> **Aim**
List every dollar amount stated in the passage below on Bangladesh's trade with China.

> **Selected text**
During this period, Bangladesh imported goods worth $17.80 billion while exporting only $1.35 billion, resulting in a significant trade imbalance. Excluding services, the trade deficit stood at $16.28 billion in 2022-23 fiscal year.
China remains Bangladesh's largest trade partner, primarily supplying raw materials and semi-finished goods that are vital for Bangladesh's manufacturing industries. Among these goods ready-made garment (RMG) sector is key, which depends heavily on these imports to produce goods for both domestic consumption and export.
Economists argue that the trade deficit with China is not a cause for concern. They highlight that imports from China significantly contribute to Bangladesh's export-oriented industries, enhancing the country's export capabilities.
Dr. M. Masrur Reaz, chairman of Policy Exchange Bangladesh, a privately-owned think tank, noted that the trade deficit is a byproduct of China's cost-competitive goods dominating the Bangladeshi market. These include machinery essential for the RMG sector. "If imports from China grow, they positively impact Bangladesh's exports," Dr. Masrur said.

> **Spatial annotation records**
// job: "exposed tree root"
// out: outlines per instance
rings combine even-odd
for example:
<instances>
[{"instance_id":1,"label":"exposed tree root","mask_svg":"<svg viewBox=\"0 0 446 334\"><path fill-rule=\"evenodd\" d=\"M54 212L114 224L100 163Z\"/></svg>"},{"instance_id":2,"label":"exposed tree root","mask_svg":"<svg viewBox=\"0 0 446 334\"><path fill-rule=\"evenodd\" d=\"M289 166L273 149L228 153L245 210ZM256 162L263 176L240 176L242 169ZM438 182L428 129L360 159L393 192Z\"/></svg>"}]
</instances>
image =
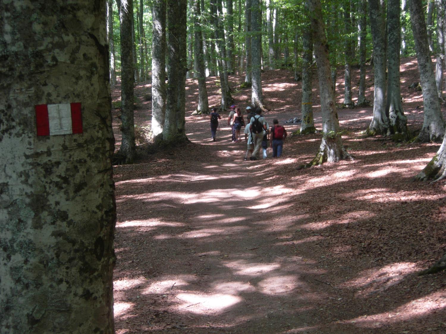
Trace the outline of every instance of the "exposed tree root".
<instances>
[{"instance_id":1,"label":"exposed tree root","mask_svg":"<svg viewBox=\"0 0 446 334\"><path fill-rule=\"evenodd\" d=\"M429 274L434 274L446 269L446 254L443 256L440 260L435 262L434 265L429 269L423 270L418 273L419 276Z\"/></svg>"}]
</instances>

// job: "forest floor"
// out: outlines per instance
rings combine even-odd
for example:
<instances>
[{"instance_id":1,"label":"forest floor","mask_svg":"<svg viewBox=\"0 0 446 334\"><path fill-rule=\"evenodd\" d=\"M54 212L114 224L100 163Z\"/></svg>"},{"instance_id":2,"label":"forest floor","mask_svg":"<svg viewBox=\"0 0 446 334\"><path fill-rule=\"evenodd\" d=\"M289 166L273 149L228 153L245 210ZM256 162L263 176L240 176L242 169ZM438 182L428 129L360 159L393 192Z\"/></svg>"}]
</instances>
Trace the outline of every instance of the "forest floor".
<instances>
[{"instance_id":1,"label":"forest floor","mask_svg":"<svg viewBox=\"0 0 446 334\"><path fill-rule=\"evenodd\" d=\"M416 61L401 64L404 111L416 133L422 97L407 86L418 81ZM244 161L246 142L231 143L227 114L212 141L209 116L190 115L198 100L190 79L190 143L114 166L116 333L446 332L446 273L417 275L446 252L446 184L412 180L439 144L363 138L372 108L339 109L355 159L297 170L321 135L291 135L300 124L284 124L300 117L301 84L293 73L262 76L264 115L289 134L282 157ZM340 70L340 104L342 77ZM251 91L236 90L242 77L231 80L244 110ZM208 78L210 106L219 103L217 82ZM320 129L315 80L314 87ZM140 126L149 124L149 92L147 83L136 87Z\"/></svg>"}]
</instances>

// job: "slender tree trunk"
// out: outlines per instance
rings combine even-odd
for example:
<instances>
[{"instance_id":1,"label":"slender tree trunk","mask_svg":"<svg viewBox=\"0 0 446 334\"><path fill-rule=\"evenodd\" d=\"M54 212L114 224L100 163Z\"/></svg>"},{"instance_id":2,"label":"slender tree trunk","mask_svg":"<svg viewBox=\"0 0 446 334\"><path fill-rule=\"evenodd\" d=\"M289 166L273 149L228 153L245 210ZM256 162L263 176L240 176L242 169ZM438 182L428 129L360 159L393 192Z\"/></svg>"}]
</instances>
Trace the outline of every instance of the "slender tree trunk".
<instances>
[{"instance_id":1,"label":"slender tree trunk","mask_svg":"<svg viewBox=\"0 0 446 334\"><path fill-rule=\"evenodd\" d=\"M369 0L370 25L373 40L375 88L373 117L366 132L369 134L387 134L388 119L386 115L386 45L384 9L379 0Z\"/></svg>"},{"instance_id":2,"label":"slender tree trunk","mask_svg":"<svg viewBox=\"0 0 446 334\"><path fill-rule=\"evenodd\" d=\"M344 67L344 105L350 107L354 105L351 100L351 61L352 57L351 54L352 40L351 34L351 20L350 18L350 2L344 8L344 28L345 33L347 36L345 37L345 49L344 54L345 56L345 65Z\"/></svg>"},{"instance_id":3,"label":"slender tree trunk","mask_svg":"<svg viewBox=\"0 0 446 334\"><path fill-rule=\"evenodd\" d=\"M308 9L307 9L308 11ZM308 15L307 13L307 15ZM313 116L313 37L310 20L306 24L302 35L303 57L302 64L302 122L301 134L305 134L316 132Z\"/></svg>"},{"instance_id":4,"label":"slender tree trunk","mask_svg":"<svg viewBox=\"0 0 446 334\"><path fill-rule=\"evenodd\" d=\"M203 53L203 39L201 34L201 11L200 10L200 0L194 0L194 33L195 45L195 59L198 69L198 102L197 108L199 113L207 114L209 106L207 100L207 90L206 89L206 72L204 68Z\"/></svg>"},{"instance_id":5,"label":"slender tree trunk","mask_svg":"<svg viewBox=\"0 0 446 334\"><path fill-rule=\"evenodd\" d=\"M139 28L140 63L141 64L140 67L140 78L141 81L145 80L145 69L144 66L145 61L144 59L144 44L143 43L144 36L144 27L143 24L144 10L144 7L143 5L142 0L140 0L139 10L138 11L138 20L139 21L138 27Z\"/></svg>"},{"instance_id":6,"label":"slender tree trunk","mask_svg":"<svg viewBox=\"0 0 446 334\"><path fill-rule=\"evenodd\" d=\"M358 97L358 105L364 106L365 99L365 62L367 59L367 1L361 0L359 5L359 19L358 21L359 31L359 86Z\"/></svg>"},{"instance_id":7,"label":"slender tree trunk","mask_svg":"<svg viewBox=\"0 0 446 334\"><path fill-rule=\"evenodd\" d=\"M129 0L116 0L121 26L121 147L116 163L132 163L135 159L135 122L133 119L133 48L132 32L133 7Z\"/></svg>"},{"instance_id":8,"label":"slender tree trunk","mask_svg":"<svg viewBox=\"0 0 446 334\"><path fill-rule=\"evenodd\" d=\"M262 12L259 0L251 0L251 27L252 38L251 53L252 63L252 88L251 104L263 109L262 93L262 71L260 68L260 53L262 48Z\"/></svg>"},{"instance_id":9,"label":"slender tree trunk","mask_svg":"<svg viewBox=\"0 0 446 334\"><path fill-rule=\"evenodd\" d=\"M401 51L400 53L403 57L406 56L407 46L406 43L406 31L407 30L406 13L407 11L407 0L401 0Z\"/></svg>"},{"instance_id":10,"label":"slender tree trunk","mask_svg":"<svg viewBox=\"0 0 446 334\"><path fill-rule=\"evenodd\" d=\"M435 0L437 9L437 61L435 82L438 98L443 98L443 72L445 68L445 29L446 26L446 0Z\"/></svg>"},{"instance_id":11,"label":"slender tree trunk","mask_svg":"<svg viewBox=\"0 0 446 334\"><path fill-rule=\"evenodd\" d=\"M246 49L246 73L245 82L248 85L252 83L252 65L251 64L251 0L246 0L245 5L245 49Z\"/></svg>"},{"instance_id":12,"label":"slender tree trunk","mask_svg":"<svg viewBox=\"0 0 446 334\"><path fill-rule=\"evenodd\" d=\"M132 54L133 57L133 69L135 71L135 82L139 82L140 81L139 78L139 71L138 70L138 57L136 56L136 38L135 36L135 19L133 17L133 3L131 1L131 4L132 6L132 47L133 49L133 52Z\"/></svg>"},{"instance_id":13,"label":"slender tree trunk","mask_svg":"<svg viewBox=\"0 0 446 334\"><path fill-rule=\"evenodd\" d=\"M107 36L110 60L110 83L116 85L116 64L115 61L115 40L113 33L113 0L107 0Z\"/></svg>"},{"instance_id":14,"label":"slender tree trunk","mask_svg":"<svg viewBox=\"0 0 446 334\"><path fill-rule=\"evenodd\" d=\"M445 122L437 92L421 0L410 0L409 9L420 72L420 81L423 90L424 109L423 127L418 135L418 140L421 142L438 142L442 140L444 135Z\"/></svg>"},{"instance_id":15,"label":"slender tree trunk","mask_svg":"<svg viewBox=\"0 0 446 334\"><path fill-rule=\"evenodd\" d=\"M319 151L306 166L334 162L350 158L342 144L334 96L330 80L330 63L320 0L308 0L318 65L323 135Z\"/></svg>"},{"instance_id":16,"label":"slender tree trunk","mask_svg":"<svg viewBox=\"0 0 446 334\"><path fill-rule=\"evenodd\" d=\"M409 0L410 1L410 0ZM429 45L429 51L434 52L434 42L432 41L432 31L434 30L434 10L435 6L434 0L427 0L427 12L426 14L426 26L427 29L427 42Z\"/></svg>"},{"instance_id":17,"label":"slender tree trunk","mask_svg":"<svg viewBox=\"0 0 446 334\"><path fill-rule=\"evenodd\" d=\"M0 4L3 333L114 333L105 5Z\"/></svg>"},{"instance_id":18,"label":"slender tree trunk","mask_svg":"<svg viewBox=\"0 0 446 334\"><path fill-rule=\"evenodd\" d=\"M233 74L235 72L235 57L234 44L234 8L232 0L226 0L226 9L227 15L227 73Z\"/></svg>"},{"instance_id":19,"label":"slender tree trunk","mask_svg":"<svg viewBox=\"0 0 446 334\"><path fill-rule=\"evenodd\" d=\"M388 0L387 22L388 27L387 43L387 98L386 115L388 118L390 133L396 141L409 138L407 118L403 111L400 87L400 0Z\"/></svg>"},{"instance_id":20,"label":"slender tree trunk","mask_svg":"<svg viewBox=\"0 0 446 334\"><path fill-rule=\"evenodd\" d=\"M274 40L273 31L271 0L266 0L266 26L268 33L268 60L270 69L274 69Z\"/></svg>"},{"instance_id":21,"label":"slender tree trunk","mask_svg":"<svg viewBox=\"0 0 446 334\"><path fill-rule=\"evenodd\" d=\"M166 111L166 2L154 0L152 8L152 131L162 138Z\"/></svg>"}]
</instances>

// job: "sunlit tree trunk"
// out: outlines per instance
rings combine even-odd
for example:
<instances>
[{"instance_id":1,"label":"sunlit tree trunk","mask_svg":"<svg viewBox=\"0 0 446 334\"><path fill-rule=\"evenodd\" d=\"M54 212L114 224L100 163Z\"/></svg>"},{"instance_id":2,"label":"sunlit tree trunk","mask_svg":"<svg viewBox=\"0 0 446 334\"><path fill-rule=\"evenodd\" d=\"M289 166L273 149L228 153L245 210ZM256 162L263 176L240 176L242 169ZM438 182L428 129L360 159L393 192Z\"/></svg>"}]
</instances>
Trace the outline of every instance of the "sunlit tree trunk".
<instances>
[{"instance_id":1,"label":"sunlit tree trunk","mask_svg":"<svg viewBox=\"0 0 446 334\"><path fill-rule=\"evenodd\" d=\"M162 137L166 110L166 2L154 0L152 8L152 131Z\"/></svg>"},{"instance_id":2,"label":"sunlit tree trunk","mask_svg":"<svg viewBox=\"0 0 446 334\"><path fill-rule=\"evenodd\" d=\"M259 0L251 0L251 27L252 38L251 50L252 63L252 88L251 104L263 109L262 93L262 71L260 68L260 52L262 48L262 12Z\"/></svg>"},{"instance_id":3,"label":"sunlit tree trunk","mask_svg":"<svg viewBox=\"0 0 446 334\"><path fill-rule=\"evenodd\" d=\"M133 8L129 0L116 0L121 26L121 147L116 163L131 163L135 159L135 122L133 119Z\"/></svg>"},{"instance_id":4,"label":"sunlit tree trunk","mask_svg":"<svg viewBox=\"0 0 446 334\"><path fill-rule=\"evenodd\" d=\"M110 63L110 83L116 85L116 64L115 61L115 40L113 33L113 0L107 1L107 37L108 40Z\"/></svg>"},{"instance_id":5,"label":"sunlit tree trunk","mask_svg":"<svg viewBox=\"0 0 446 334\"><path fill-rule=\"evenodd\" d=\"M330 78L328 45L320 0L307 0L313 33L314 56L318 65L319 95L322 112L323 136L319 151L307 166L334 162L350 158L342 144L336 103Z\"/></svg>"},{"instance_id":6,"label":"sunlit tree trunk","mask_svg":"<svg viewBox=\"0 0 446 334\"><path fill-rule=\"evenodd\" d=\"M246 0L245 4L245 49L246 50L246 73L245 82L251 85L252 82L251 70L251 0Z\"/></svg>"},{"instance_id":7,"label":"sunlit tree trunk","mask_svg":"<svg viewBox=\"0 0 446 334\"><path fill-rule=\"evenodd\" d=\"M400 87L400 0L388 0L387 24L387 97L386 115L389 119L389 131L397 141L409 139L407 118L401 102Z\"/></svg>"},{"instance_id":8,"label":"sunlit tree trunk","mask_svg":"<svg viewBox=\"0 0 446 334\"><path fill-rule=\"evenodd\" d=\"M307 9L308 10L308 9ZM314 133L316 131L313 115L313 38L310 20L306 24L302 35L303 57L302 64L302 122L301 134Z\"/></svg>"},{"instance_id":9,"label":"sunlit tree trunk","mask_svg":"<svg viewBox=\"0 0 446 334\"><path fill-rule=\"evenodd\" d=\"M365 62L367 57L366 46L367 37L367 1L360 0L359 18L358 21L359 49L359 86L358 97L358 105L363 106L365 100Z\"/></svg>"},{"instance_id":10,"label":"sunlit tree trunk","mask_svg":"<svg viewBox=\"0 0 446 334\"><path fill-rule=\"evenodd\" d=\"M435 0L437 10L437 61L435 82L438 98L443 97L443 72L445 68L445 29L446 28L446 0Z\"/></svg>"},{"instance_id":11,"label":"sunlit tree trunk","mask_svg":"<svg viewBox=\"0 0 446 334\"><path fill-rule=\"evenodd\" d=\"M195 0L194 4L194 49L198 69L198 102L197 111L207 114L209 106L207 100L207 90L206 89L206 73L204 68L203 53L203 39L201 31L201 11L200 10L200 0Z\"/></svg>"},{"instance_id":12,"label":"sunlit tree trunk","mask_svg":"<svg viewBox=\"0 0 446 334\"><path fill-rule=\"evenodd\" d=\"M266 26L268 34L268 60L270 69L274 69L274 40L273 32L273 20L271 17L271 0L266 0Z\"/></svg>"},{"instance_id":13,"label":"sunlit tree trunk","mask_svg":"<svg viewBox=\"0 0 446 334\"><path fill-rule=\"evenodd\" d=\"M386 115L386 50L384 8L379 0L369 0L370 25L373 40L375 88L373 117L366 132L372 135L387 134L388 119Z\"/></svg>"},{"instance_id":14,"label":"sunlit tree trunk","mask_svg":"<svg viewBox=\"0 0 446 334\"><path fill-rule=\"evenodd\" d=\"M2 333L114 333L105 5L0 3Z\"/></svg>"},{"instance_id":15,"label":"sunlit tree trunk","mask_svg":"<svg viewBox=\"0 0 446 334\"><path fill-rule=\"evenodd\" d=\"M420 72L420 82L423 90L424 109L423 127L418 135L418 140L421 142L440 141L445 134L445 122L437 92L421 0L410 0L409 8Z\"/></svg>"}]
</instances>

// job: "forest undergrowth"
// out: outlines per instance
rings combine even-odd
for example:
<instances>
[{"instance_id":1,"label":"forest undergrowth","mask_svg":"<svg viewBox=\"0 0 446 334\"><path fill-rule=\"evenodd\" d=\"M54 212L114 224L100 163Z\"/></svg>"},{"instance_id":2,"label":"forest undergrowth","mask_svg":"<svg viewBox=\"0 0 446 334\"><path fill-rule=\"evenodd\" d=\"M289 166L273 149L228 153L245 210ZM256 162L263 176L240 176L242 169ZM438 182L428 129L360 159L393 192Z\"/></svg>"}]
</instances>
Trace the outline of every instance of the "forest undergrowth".
<instances>
[{"instance_id":1,"label":"forest undergrowth","mask_svg":"<svg viewBox=\"0 0 446 334\"><path fill-rule=\"evenodd\" d=\"M417 63L401 64L403 107L415 135L422 96L408 86L419 81ZM286 69L262 74L265 116L289 134L300 124L285 121L300 116L301 103L293 77ZM237 88L244 77L230 79L244 110L250 90ZM210 106L219 103L217 82L208 78ZM320 129L317 87L315 81ZM136 87L141 128L150 124L150 89ZM115 101L119 94L118 86ZM231 143L227 114L212 142L209 116L190 115L194 79L186 96L190 143L114 167L117 333L446 332L446 273L417 274L446 253L446 184L413 180L439 144L365 137L371 107L340 108L354 160L297 170L317 152L322 135L315 134L289 135L280 158L244 161L246 142ZM112 112L117 149L119 110Z\"/></svg>"}]
</instances>

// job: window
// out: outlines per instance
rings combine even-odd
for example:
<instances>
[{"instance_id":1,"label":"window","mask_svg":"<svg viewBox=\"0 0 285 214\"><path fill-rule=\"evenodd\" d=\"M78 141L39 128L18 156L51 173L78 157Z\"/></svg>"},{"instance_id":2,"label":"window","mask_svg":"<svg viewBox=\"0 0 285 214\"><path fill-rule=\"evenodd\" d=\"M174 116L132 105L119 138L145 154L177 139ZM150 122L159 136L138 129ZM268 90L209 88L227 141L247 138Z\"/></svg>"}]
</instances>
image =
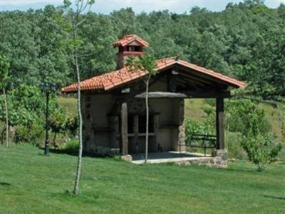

> **In response**
$17.80 billion
$1.35 billion
$16.28 billion